Pick up the write-up below on the Michigan duo Traeder and their album No Evil From Me after its last sentence, and keep the same first-person voice.

- [TEXT EXCERPT]
start

Lynch was always an inspiration for me because it showed that someone from my hometown could be successful in the big bad world. In my subsequent travels on the planet, I have never tried to hide where I was from nor how I got to be the way I am. I may be from a smelly little town, but I certainly wouldn't claim to have been born in New York City (don't get me started on that smelly big town or the person who made that comment). I have found that many famous and talented people have come from the Tri-City area and, for my money, there are few places to rival the Michigan music scene. Let's not forget "96 Tears" was recorded in Bay City, but that is another story.

This story is about Traeder, which is made up of singer-songwriter Carrie Treder and guitarist Dr. David Cline. She is originally from southeastern Michigan but currently calls Flint home. He is currently an associate professor of elementary science education and learning theory at Saginaw Valley State University. Together, mixing some letters of their names and combining their talents, they have released their first album of original songs, No Evil From Me. After just a couple of listens, you won't get any argument about that from me. There is no evil here, only listening pleasure.

end

- [GIVEN MATERIAL]

start

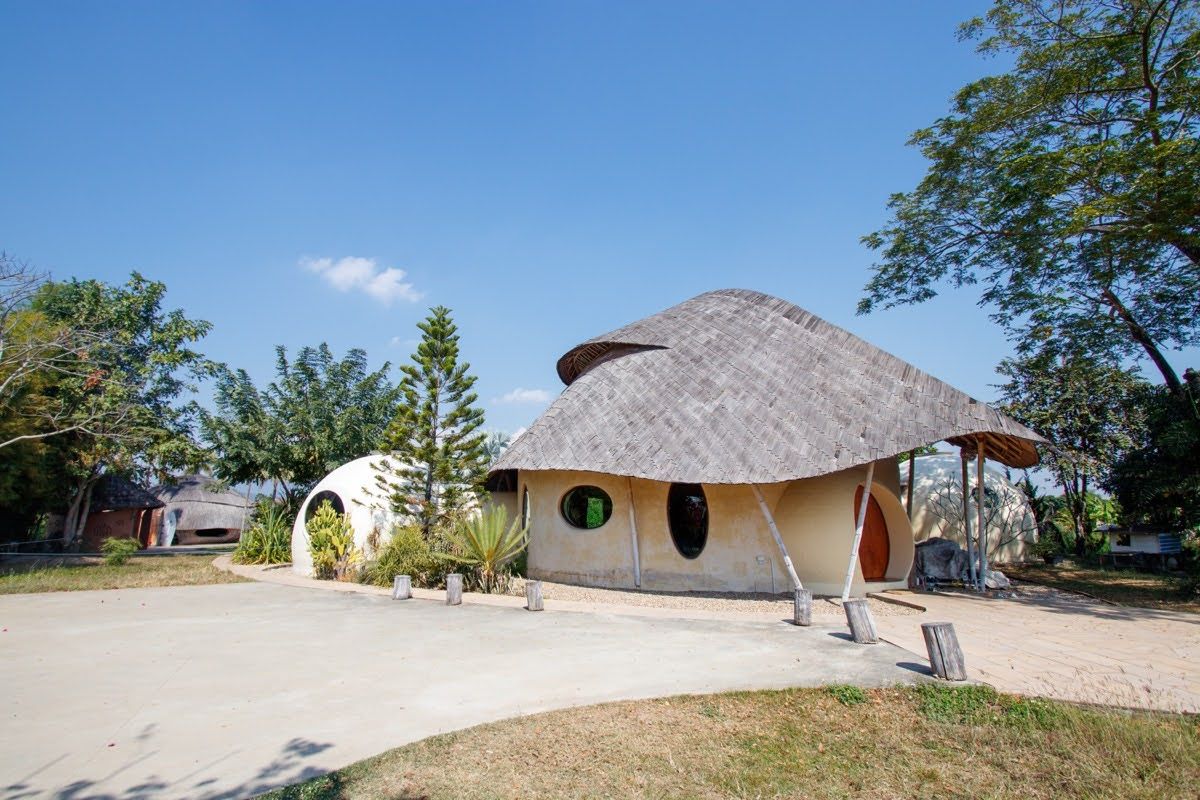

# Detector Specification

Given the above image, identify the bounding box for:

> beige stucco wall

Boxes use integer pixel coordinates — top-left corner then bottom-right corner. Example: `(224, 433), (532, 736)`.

end

- [TASK RESULT]
The 10-song offering is a mixture of many styles, ranging from a bouncy opening song to blues, ballads, and soul. The second song, "Fallen Angel," reminds me of something Richard and Linda Thompson might have done, and Treder’s vocals remind me of a cross between Linda Thompson and Kirsty MacColl, sweet and throaty at the same time. A very appealing combination and one that is perfectly accompanied by the playing of Cline. There is also a Jewel-sounding song, and others that are just Treder.

It is reported that Cline is largely self-taught on guitar and learned by "absorbing ideas and styles from some of the world’s best players through concerts and recordings, as well as countless hours of practice and performance." I, too, have spent countless hours absorbing musical ideas and styles, along with plenty of suds, and the only things I haven’t done are practice and perform. That probably accounts for why I can barely play the radio. Still, if he learned from self-teaching, I would like to sign up for some of those classes. This guy can play guitar, and he can play just about any way you would like. He plays acoustically on this release but has been playing for almost 40 years, including time as both a lead guitarist and bass player in rock and R & B bands. The two work very well together and, if this offering is any indication, they should have a long and successful association.

When I was young, I wanted to be Jerry Lynch. Now that I'm old(er), I have changed my focus but not lowered my standards. I would love to be able to sing and play like this, but I am not willing to commit to the hours of practice. It is much easier to listen to them. All you have to do is download individual songs or the entire album from an online source. For my money (and yours, too), I would go for the whole thing. It is cheaper that way, you get the complete offering, and you help support some really great local music. I won't name any songs that I like more than others but, when someone subtitles something "The Michigan Song," well, that has to rank right up there. It is there that Treder sings "then I could see that I could be just who I am, and you would know the things I show I don't pretend."

There is no pretension here. This is the real thing, and I’m proud to say it's from Michigan. Don't look any further and accept no substitutes.